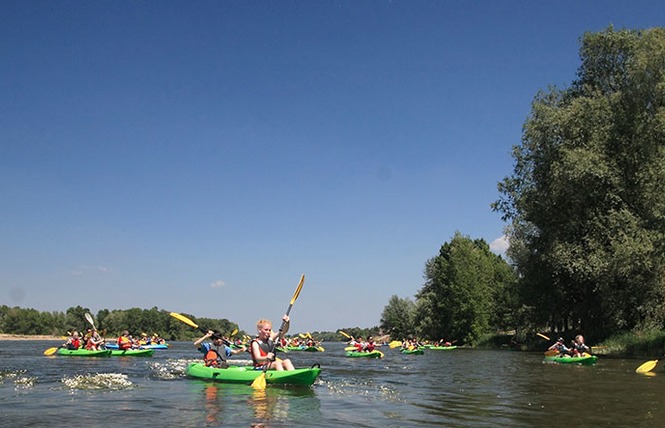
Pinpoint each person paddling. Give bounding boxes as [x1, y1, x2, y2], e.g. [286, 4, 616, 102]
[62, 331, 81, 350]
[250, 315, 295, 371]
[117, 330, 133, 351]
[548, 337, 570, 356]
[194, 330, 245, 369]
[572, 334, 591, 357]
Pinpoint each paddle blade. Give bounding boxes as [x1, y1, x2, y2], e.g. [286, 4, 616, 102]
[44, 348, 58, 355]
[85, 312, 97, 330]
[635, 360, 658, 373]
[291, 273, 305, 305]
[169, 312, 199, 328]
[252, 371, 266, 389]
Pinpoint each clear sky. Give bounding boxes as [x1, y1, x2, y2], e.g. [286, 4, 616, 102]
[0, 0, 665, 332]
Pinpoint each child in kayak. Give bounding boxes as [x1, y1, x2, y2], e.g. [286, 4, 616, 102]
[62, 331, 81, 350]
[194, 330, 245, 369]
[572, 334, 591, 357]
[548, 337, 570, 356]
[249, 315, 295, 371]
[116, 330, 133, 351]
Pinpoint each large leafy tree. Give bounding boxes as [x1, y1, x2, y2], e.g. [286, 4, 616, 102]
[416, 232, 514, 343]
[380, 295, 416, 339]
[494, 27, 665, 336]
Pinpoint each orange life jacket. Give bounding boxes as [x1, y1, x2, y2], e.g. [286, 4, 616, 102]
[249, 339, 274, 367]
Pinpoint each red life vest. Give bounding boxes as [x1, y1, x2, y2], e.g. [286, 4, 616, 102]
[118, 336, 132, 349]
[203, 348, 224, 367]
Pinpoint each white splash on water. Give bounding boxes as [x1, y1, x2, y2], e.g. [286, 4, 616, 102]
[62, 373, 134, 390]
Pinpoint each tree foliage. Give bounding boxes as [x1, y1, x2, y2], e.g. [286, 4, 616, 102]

» **TASK REQUIREMENTS**
Reproduce all of the material above word for word, leaving out the pictures.

» **OUTPUT FOR THIS TASK**
Pinpoint each person paddling. Give bounding boxes as [x1, y1, x2, y2], e.g. [286, 4, 616, 102]
[62, 331, 81, 350]
[250, 315, 295, 371]
[117, 330, 133, 351]
[548, 337, 570, 356]
[194, 330, 245, 369]
[572, 334, 591, 357]
Pinpoint each paddle blade. Give bounding boxes as [x1, y1, x2, y2], e.g. [286, 4, 616, 102]
[44, 348, 58, 355]
[85, 312, 97, 330]
[635, 360, 658, 373]
[291, 273, 305, 305]
[169, 312, 199, 328]
[252, 371, 266, 389]
Pinpoint each clear sky. Give bounding boxes as [x1, y1, x2, y2], e.g. [286, 4, 616, 102]
[0, 0, 665, 332]
Pinpoint each child in kayak. Give bounding boxes as [x1, y1, x2, y2], e.g. [286, 4, 616, 102]
[62, 331, 81, 350]
[194, 330, 245, 369]
[572, 334, 591, 357]
[548, 337, 570, 356]
[249, 315, 295, 371]
[116, 330, 133, 351]
Pinpoint each large leafy tree. Give bounding boxes as [x1, y1, x2, y2], e.g. [286, 4, 616, 102]
[416, 232, 514, 343]
[380, 295, 416, 339]
[494, 27, 665, 336]
Pinpoint each orange life jacket. Give bounding boxes as [x1, y1, x2, y2], e.g. [286, 4, 616, 102]
[249, 339, 274, 367]
Pinpoint each red life vest. Give bounding boxes as [x1, y1, x2, y2], e.g. [286, 4, 616, 102]
[118, 336, 132, 349]
[203, 348, 224, 367]
Pinpoint each white splash on water. Give bounding boxes as [x1, y1, x2, y2], e.g. [286, 4, 616, 102]
[62, 373, 134, 390]
Pinpoint each tree foliage. Give bounding boxes as [x1, y1, x2, y2], e.g. [286, 4, 616, 102]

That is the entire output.